──────── Leestekst

Kennis in beeld is de achtste publicatie in de serie Artesliteratuur in de Nederlanden. Dit boek is opgezet als ‘koffietafelboek’ met veel mooie plaatjes, om een breed publiek kennis te laten maken met de middeleeuwse belevingswereld. In deze verzameling artikelen van verschillende auteurs is te lezen over een veelheid aan onderwerpen, waarbij een aantal zaken herkenning zal oproepen bij iedereen die zich een beetje interesseert voor wicca. De vier elementen die de bouwstenen vormen van de stoffelijke wereld, en de vier lichaamssappen of humores die de het menselijk gemoed bepalen. De alruinwortel die op een mens lijkt. Het verband tussen de planeet of godheid Mercurius en kooplui en kunstenaars, tussen Saturnus en boeren of moordenaars, of tussen de maan en de onbestendigheid van het lot. Andere onderwerpen zullen vooral mensen die al wat meer weten over de middeleeuwen bekend voorkomen, zoals het medische gebruik van de kruisboog, de symboliek van het tweegevecht, of de kunst van het sterven. Het boek is niet speciaal gericht op mediëvalisten; het is een aantrekkelijk interdisciplinair kijk- en bladerboek voor een algemeen publiek. Verwijzingen in de teksten en een uitgebreide literatuurlijst achterin het boek zetten geïnteresseerde lezers op het spoor van meer specialistische publicaties.
Het boek is niet uitsluitend bedoeld om belangstellende leken kennis te laten maken met de middeleeuwse denk- en leefwereld. Het wil ook nieuwe vragen oproepen en uitnodigen tot verder onderzoek. Bij mij rees de vraag vanaf wanneer en hoe het Lot of Toeval door de tijd heen in verschillende gebieden of contexten als vrouwelijke figuur of godin is voorgesteld. In de bijdrage ‘Luna en Fortuna’ schrijft Willem Kuiper over de auteur van het zesde-eeuwse boek De consolatione philosophiae (Over de vertroosting van de wijsbegeerte):
“Boëthius was als hooggeschoold Romein intens vertrouwd met de literaire techniek van de allegorie. Hij bedacht een ‘godin’ die hij Fortuna noemde, wat zich in het Nederlands het best laat vertalen als ‘het Lot’. Deze lotsgodin draait aan een rad van fortuin…”

────────────────

Uit te voeren opdrachten:
(a) Noem alle groepen mensen die in de leestekst over het boek Kennis in beeld met een planeet of godheid in verband worden gebracht.
(b) Maak de leestekst over het boek Kennis in beeld af, te beginnen na de laatste zin die er staat.
De gegevens hierna vormen materiaal dat los staat van de leestekst.

──────── Aangeleverd materiaal

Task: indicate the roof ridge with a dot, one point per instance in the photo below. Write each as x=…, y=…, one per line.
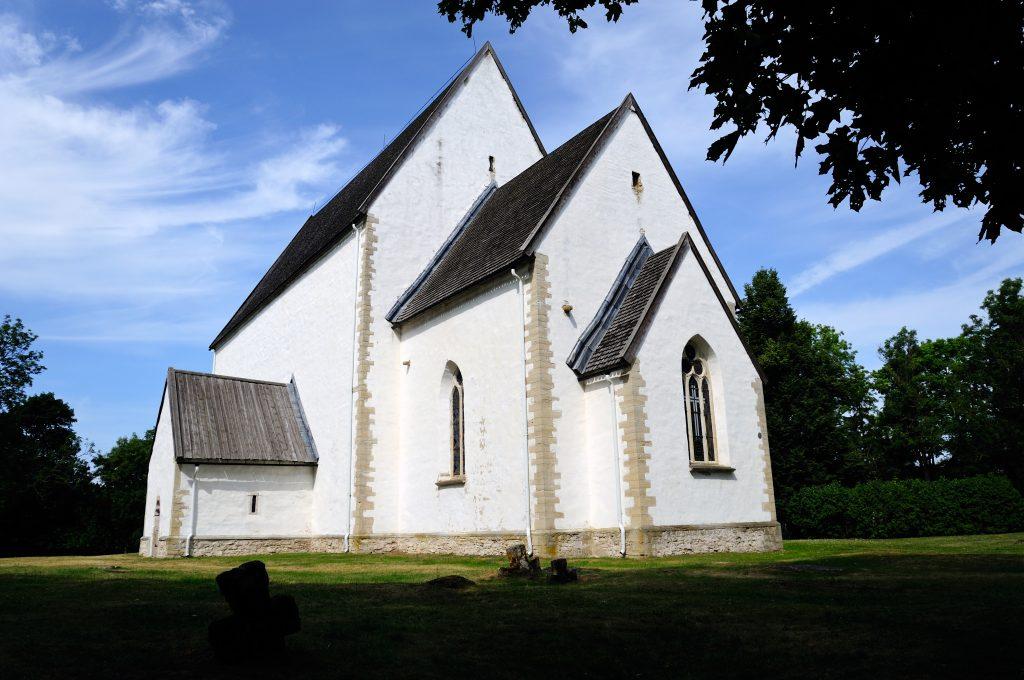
x=613, y=117
x=173, y=371
x=503, y=244
x=329, y=224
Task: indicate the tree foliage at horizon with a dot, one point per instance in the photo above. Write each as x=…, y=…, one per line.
x=954, y=406
x=943, y=408
x=882, y=90
x=817, y=397
x=50, y=501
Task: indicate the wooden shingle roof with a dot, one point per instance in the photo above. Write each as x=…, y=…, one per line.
x=619, y=337
x=224, y=420
x=333, y=221
x=502, y=230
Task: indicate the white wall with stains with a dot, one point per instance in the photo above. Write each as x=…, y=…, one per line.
x=689, y=308
x=435, y=186
x=482, y=337
x=284, y=500
x=306, y=333
x=587, y=245
x=160, y=479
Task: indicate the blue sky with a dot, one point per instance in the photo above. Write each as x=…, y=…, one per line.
x=156, y=156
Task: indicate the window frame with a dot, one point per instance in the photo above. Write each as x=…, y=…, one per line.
x=456, y=426
x=710, y=444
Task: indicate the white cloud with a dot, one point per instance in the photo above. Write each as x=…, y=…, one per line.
x=934, y=311
x=856, y=253
x=171, y=40
x=123, y=214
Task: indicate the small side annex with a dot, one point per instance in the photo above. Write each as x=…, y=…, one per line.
x=232, y=468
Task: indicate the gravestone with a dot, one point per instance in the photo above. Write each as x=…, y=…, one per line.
x=520, y=564
x=560, y=571
x=256, y=628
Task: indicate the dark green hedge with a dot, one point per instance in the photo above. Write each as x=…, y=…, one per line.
x=987, y=504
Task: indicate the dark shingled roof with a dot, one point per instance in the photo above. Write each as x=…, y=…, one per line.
x=612, y=348
x=333, y=220
x=500, y=234
x=217, y=419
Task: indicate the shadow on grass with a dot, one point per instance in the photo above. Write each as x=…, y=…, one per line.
x=919, y=615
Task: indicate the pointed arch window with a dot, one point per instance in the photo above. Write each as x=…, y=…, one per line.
x=699, y=407
x=457, y=427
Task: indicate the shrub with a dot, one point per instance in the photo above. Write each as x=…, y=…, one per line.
x=986, y=504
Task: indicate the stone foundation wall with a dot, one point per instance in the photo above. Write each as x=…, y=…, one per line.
x=656, y=542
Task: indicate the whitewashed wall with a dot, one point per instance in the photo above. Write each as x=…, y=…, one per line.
x=436, y=184
x=284, y=500
x=482, y=337
x=160, y=479
x=306, y=332
x=587, y=245
x=689, y=308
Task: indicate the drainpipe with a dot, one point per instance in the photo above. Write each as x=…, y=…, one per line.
x=619, y=465
x=351, y=392
x=194, y=515
x=525, y=414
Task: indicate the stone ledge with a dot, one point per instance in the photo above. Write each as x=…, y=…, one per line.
x=711, y=467
x=646, y=542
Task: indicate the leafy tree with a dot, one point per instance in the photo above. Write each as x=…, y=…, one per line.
x=46, y=492
x=882, y=89
x=996, y=363
x=122, y=473
x=18, y=363
x=954, y=407
x=910, y=425
x=816, y=394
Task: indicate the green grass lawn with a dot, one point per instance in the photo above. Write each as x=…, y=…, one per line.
x=915, y=607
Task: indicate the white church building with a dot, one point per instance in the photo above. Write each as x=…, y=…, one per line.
x=478, y=342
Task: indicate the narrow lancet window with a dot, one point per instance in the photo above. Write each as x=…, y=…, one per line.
x=699, y=407
x=458, y=426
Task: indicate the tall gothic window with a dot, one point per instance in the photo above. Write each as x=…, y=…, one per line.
x=458, y=427
x=699, y=412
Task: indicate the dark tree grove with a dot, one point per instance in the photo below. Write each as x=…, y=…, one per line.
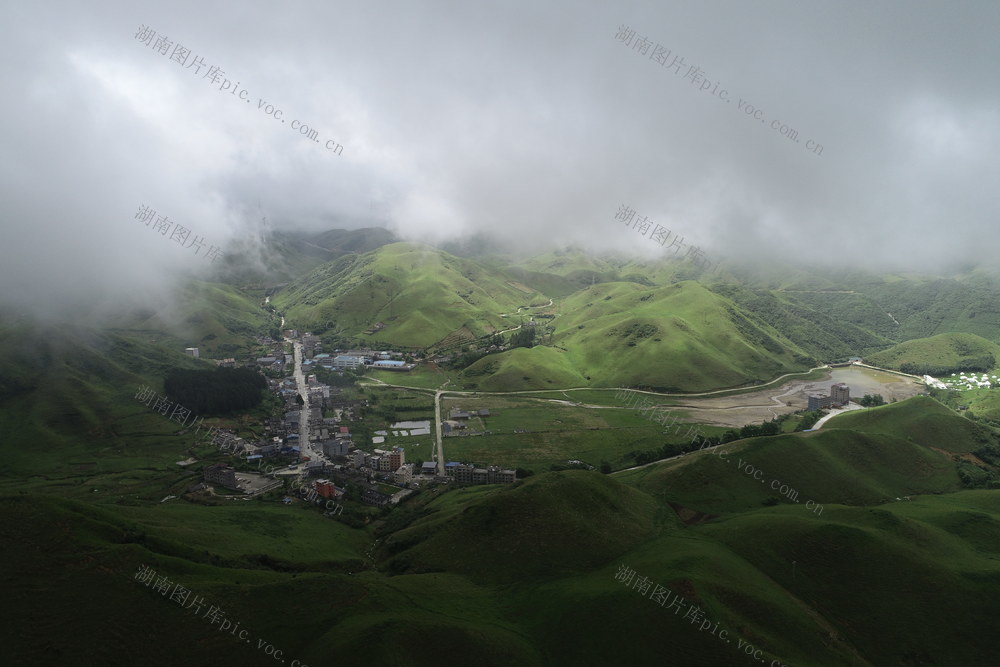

────────────────

Antwoorden:
(a) kooplui, kunstenaars, boeren, moordenaars

(b)
Maar Fortuna als godin of als personificatie van het grillige lot is niet verzonnen door Boëthius. Ze is veel ouder en komt in elk geval al voor in de eerste eeuw v.C. bij de dichters Vergilius en Horatius. In de Fasti maakte Ovidius melding van tempels in Rome die waren gewijd aan deze godin. Werd Fortuna door Boëthius wellicht voor het eerst voorzien van een rad of wiel als attribuut, of associeerde hij haar als eerste met de maan? Of werd wellicht niet Fortuna, maar vrouwe Philosophia voor het eerst in dit boek als een soort godin ten tonele gevoerd? Of vat ik de woorden ‘hij bedacht’ te specifiek op? Dat waren vragen die bij mij opkwamen. Wat ik hierover tot nu toe heb gevonden, is dat Fortuna in de Romeinse keizertijd met verschillende attributen werd afgebeeld, waaronder een rad, maar dat vanaf de elfde eeuw Boëthius’ tekst de inspiratie vormde voor de weergave van het Rad van Fortuin met vier personen, zoals die op kathedralen is te vinden. De personen stelden daarbij de vier stadia van de vergankelijke wereldlijke macht voor: in opkomst, zetelend op de troon, naar beneden tuimelend, en gevallen. Later werden er ook andere betekenissen aan toegekend.
Misschien wel het interessantste artikel voor lezers van Wiccan Rede Online is ‘Hoe een heks een koning ten val brengt’. Helen Wüstefeld bespreekt hierin het schilderij ‘Saul bij de heks van Endor’ van Jacob Cornelisz van Oostsanen. Dit werk is voorzien van de datum 29 november 1526 en dat maakt het mogelijk de schildering te interpreteren als een politiek commentaar op de verdreven Deense koning Christiaan II, die in 1525-1526 vanuit Amsterdam probeerde zijn troon terug te winnen.
In de jaren daarvoor kwam Christiaan II regelmatig over de vloer bij de koopman en intellectueel Pompeius Occo, die zijn financiële belangen behartigde. Occo was tevens de mecenas van de schilder Van Oostanen, die schuin tegenover hem woonde in de Kalverstraat. Christiaan II had ooit een verhouding gehad met het Hollandse meisje Duveke, en de moeder van het meisje, Sigbrit Willemsdr, had een invloedrijke positie bereikt aan het Deense hof. De Denen waren hier niet blij mee en beweerden dat die Sigbrit wel een heks moest zijn. Christiaans financiële situatie verslechterde, waardoor hij ook bij Occo steeds minder welkom was. Landvoogdes Margaretha van Oostenrijk en aartshertog Ferdinand, familie van Isabella, de vrouw van de koning, zetten Christiaan onder druk om het contact met Sigbrit te verbreken.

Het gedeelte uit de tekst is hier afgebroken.